> RECORDED DATA
--*--

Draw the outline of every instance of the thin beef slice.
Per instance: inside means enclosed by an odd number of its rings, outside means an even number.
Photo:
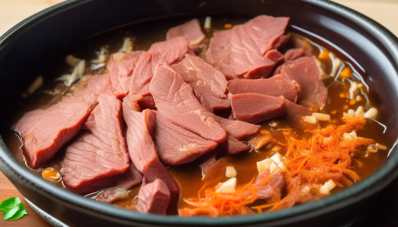
[[[281,76],[297,81],[301,89],[299,104],[318,109],[326,103],[328,89],[320,79],[321,72],[312,57],[302,57],[283,65]]]
[[[239,94],[231,96],[234,117],[257,124],[282,116],[286,111],[284,99],[259,94]]]
[[[123,173],[129,165],[123,134],[121,102],[104,94],[98,96],[98,101],[83,126],[87,130],[66,147],[62,161],[65,187],[81,194],[106,187],[96,182]]]
[[[166,214],[170,197],[166,184],[161,179],[156,178],[140,189],[136,206],[137,211]]]
[[[177,126],[207,140],[221,143],[225,130],[198,101],[192,87],[170,66],[158,64],[149,90],[159,113]]]
[[[219,70],[201,58],[185,54],[179,63],[171,66],[193,89],[195,95],[209,111],[230,108],[226,93],[227,81]]]
[[[111,55],[107,68],[111,81],[115,89],[115,95],[122,99],[130,91],[130,78],[140,56],[144,51],[123,53],[118,52]]]
[[[150,182],[162,179],[170,190],[171,199],[168,213],[177,213],[179,187],[158,157],[152,139],[156,126],[154,112],[149,109],[140,112],[137,102],[141,97],[129,94],[123,99],[123,116],[127,125],[126,139],[129,153],[137,169]]]
[[[148,52],[143,54],[137,63],[130,80],[130,91],[142,96],[150,95],[149,82],[158,63],[172,64],[184,58],[189,49],[184,37],[176,37],[152,44]]]
[[[166,40],[181,36],[185,37],[190,46],[198,45],[205,38],[196,18],[169,29],[166,33]]]
[[[80,131],[90,114],[83,99],[64,99],[44,110],[25,113],[13,126],[21,136],[23,151],[33,169],[51,159]]]
[[[228,87],[232,95],[255,93],[275,97],[282,95],[295,103],[301,94],[300,85],[295,80],[280,75],[267,79],[232,80],[228,81]]]

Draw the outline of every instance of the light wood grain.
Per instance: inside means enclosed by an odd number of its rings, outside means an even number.
[[[30,208],[22,195],[0,171],[0,202],[10,197],[19,197],[26,209],[28,215],[18,220],[4,221],[0,217],[1,227],[50,227],[51,225],[46,222],[39,214]],[[2,215],[3,212],[0,211]]]

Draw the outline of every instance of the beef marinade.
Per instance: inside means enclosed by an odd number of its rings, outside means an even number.
[[[14,155],[100,201],[214,217],[318,199],[384,163],[383,113],[347,58],[285,33],[287,17],[197,18],[108,32],[46,67],[22,95],[23,149],[6,138]]]

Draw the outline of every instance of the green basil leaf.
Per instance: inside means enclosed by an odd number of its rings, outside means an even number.
[[[0,204],[0,211],[4,212],[3,214],[4,220],[16,220],[27,214],[21,200],[16,197],[12,197],[2,202]]]
[[[23,204],[20,203],[8,212],[5,212],[3,215],[3,219],[4,220],[16,220],[25,214],[27,214],[26,210]]]
[[[7,199],[0,204],[0,211],[7,212],[20,203],[21,200],[18,197],[11,197]]]

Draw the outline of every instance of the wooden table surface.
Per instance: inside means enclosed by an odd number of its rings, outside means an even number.
[[[372,18],[396,35],[398,35],[397,22],[398,21],[398,0],[334,0]],[[61,0],[0,0],[0,35],[27,17],[62,1]],[[384,190],[383,195],[365,217],[351,226],[398,226],[397,192],[398,179],[396,179]],[[0,217],[0,227],[51,226],[28,206],[20,193],[0,172],[0,202],[11,197],[20,197],[29,214],[14,221],[4,221]]]

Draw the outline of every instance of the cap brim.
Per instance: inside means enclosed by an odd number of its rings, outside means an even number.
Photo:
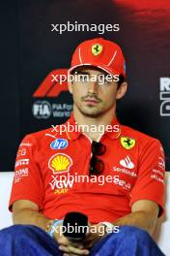
[[[98,66],[98,65],[93,65],[93,64],[89,64],[89,63],[84,63],[84,64],[79,64],[79,65],[75,65],[73,67],[71,67],[71,69],[69,69],[68,73],[71,74],[74,69],[78,68],[78,67],[96,67],[99,68],[100,70],[105,71],[106,73],[108,73],[111,76],[115,76],[115,75],[121,75],[120,73],[116,72],[116,70],[110,70],[109,68],[105,67],[105,66]],[[123,75],[123,74],[122,74]]]

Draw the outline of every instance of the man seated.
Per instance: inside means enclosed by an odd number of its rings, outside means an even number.
[[[151,237],[163,213],[163,149],[116,118],[128,87],[120,47],[102,38],[81,43],[69,76],[70,119],[27,135],[18,148],[15,225],[0,232],[2,255],[163,255]],[[89,219],[77,242],[61,229],[71,211]]]

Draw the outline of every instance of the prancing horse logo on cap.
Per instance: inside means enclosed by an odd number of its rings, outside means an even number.
[[[92,47],[92,53],[97,56],[102,51],[102,46],[99,44],[96,44]]]

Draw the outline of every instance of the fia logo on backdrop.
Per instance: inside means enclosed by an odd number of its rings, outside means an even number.
[[[33,94],[32,113],[35,118],[68,118],[72,112],[72,104],[67,99],[58,101],[62,92],[68,92],[68,70],[58,69],[50,72]]]

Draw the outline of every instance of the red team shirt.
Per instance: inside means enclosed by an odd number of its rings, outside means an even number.
[[[16,200],[30,200],[50,219],[62,219],[68,211],[80,211],[91,223],[110,221],[131,212],[138,200],[152,200],[163,212],[164,154],[159,141],[112,121],[100,143],[106,151],[102,178],[89,177],[92,141],[75,131],[73,114],[60,126],[27,135],[15,162],[10,208]],[[78,180],[78,175],[88,180]],[[73,182],[67,181],[71,176]],[[72,180],[72,179],[71,179]],[[90,181],[89,181],[90,180]],[[101,181],[102,180],[102,181]]]

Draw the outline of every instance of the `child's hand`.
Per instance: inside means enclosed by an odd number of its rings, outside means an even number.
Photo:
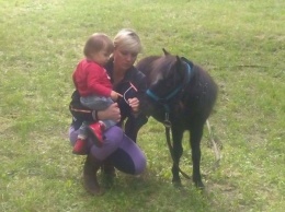
[[[112,92],[111,92],[111,98],[112,98],[112,101],[115,102],[118,97],[123,97],[123,95],[119,94],[119,93],[117,93],[117,92],[115,92],[115,91],[112,91]]]

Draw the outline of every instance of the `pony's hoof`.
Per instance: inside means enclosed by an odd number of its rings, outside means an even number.
[[[205,186],[204,186],[204,184],[202,181],[196,181],[195,186],[196,186],[197,189],[201,189],[201,190],[205,189]]]

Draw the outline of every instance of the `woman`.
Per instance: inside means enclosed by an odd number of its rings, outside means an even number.
[[[138,175],[146,167],[146,157],[137,146],[136,138],[139,128],[147,122],[147,118],[139,113],[142,95],[146,91],[146,78],[134,63],[141,51],[138,35],[132,30],[122,30],[114,38],[114,52],[105,69],[111,76],[113,89],[124,97],[105,110],[90,111],[80,104],[77,91],[72,94],[70,111],[73,116],[69,130],[70,142],[73,145],[78,129],[82,121],[98,121],[112,119],[123,127],[112,127],[104,133],[101,148],[88,139],[89,154],[83,167],[86,189],[92,195],[101,195],[102,189],[96,179],[96,172],[103,165],[105,174],[114,175],[114,166],[127,174]],[[134,142],[135,141],[135,142]]]

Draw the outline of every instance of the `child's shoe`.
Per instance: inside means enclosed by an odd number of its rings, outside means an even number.
[[[96,146],[102,146],[103,144],[103,131],[105,126],[103,122],[99,121],[88,126],[87,130],[89,132],[90,138],[94,141]]]
[[[79,155],[87,154],[87,141],[83,139],[77,139],[72,153]]]

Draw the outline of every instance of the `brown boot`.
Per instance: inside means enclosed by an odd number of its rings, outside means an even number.
[[[88,192],[90,192],[93,196],[100,196],[104,193],[103,189],[100,188],[96,178],[96,173],[100,169],[101,164],[102,163],[99,160],[89,154],[87,156],[83,167],[84,188]]]

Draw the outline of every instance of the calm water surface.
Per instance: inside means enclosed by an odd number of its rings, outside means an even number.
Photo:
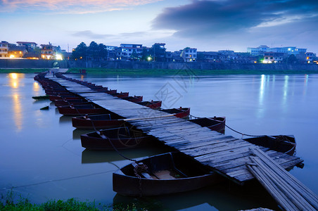
[[[75,198],[102,204],[134,202],[113,191],[112,173],[129,163],[115,152],[84,151],[70,117],[58,113],[32,74],[0,74],[0,193],[39,203]],[[247,134],[293,134],[303,169],[291,173],[318,194],[318,75],[197,77],[100,77],[70,75],[145,101],[160,99],[163,108],[190,107],[198,117],[226,116],[227,124]],[[49,110],[40,110],[49,106]],[[241,137],[226,129],[226,134]],[[136,158],[164,153],[160,148],[125,151]],[[143,199],[167,210],[237,210],[275,202],[257,182],[241,188],[230,182],[189,193]]]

--*--

> SET EXERCISE
Starting at the line that contains "Draw the outline of every instance of the calm" and ending at the close of the records, write those lines out again with "calm" swapped for "still" and everything else left as it is. Leave out the pictures.

> RIGHT ANSWER
Draw the outline of every instance of the still water surface.
Per instance: inside means enclosed by an odd number of its rings, outside means an even number.
Photo:
[[[75,198],[102,204],[134,202],[113,191],[112,173],[129,163],[115,152],[84,151],[70,117],[58,113],[32,74],[0,74],[0,193],[39,203]],[[247,134],[293,134],[303,169],[291,173],[318,194],[318,75],[197,77],[100,77],[70,75],[145,101],[160,99],[163,108],[190,107],[198,117],[226,116],[227,124]],[[49,110],[40,110],[49,106]],[[241,137],[226,129],[226,134]],[[136,158],[164,153],[160,148],[125,151]],[[143,199],[167,210],[237,210],[275,202],[257,182],[241,188],[230,182],[189,193]]]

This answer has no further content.